[BEGIN Available data]

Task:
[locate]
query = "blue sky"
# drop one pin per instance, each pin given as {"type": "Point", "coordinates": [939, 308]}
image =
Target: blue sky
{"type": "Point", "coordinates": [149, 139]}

[END Available data]

▶ [Directions]:
Return every line of the items above as a JSON list of strings, one string per line, with blank lines left out.

▶ [Written response]:
[
  "Task:",
  "[locate]",
  "query = \"blue sky\"",
  "# drop one pin per instance, each pin given as {\"type\": \"Point\", \"coordinates\": [939, 308]}",
  "image =",
  "Target: blue sky",
  "{\"type\": \"Point\", \"coordinates\": [149, 139]}"
]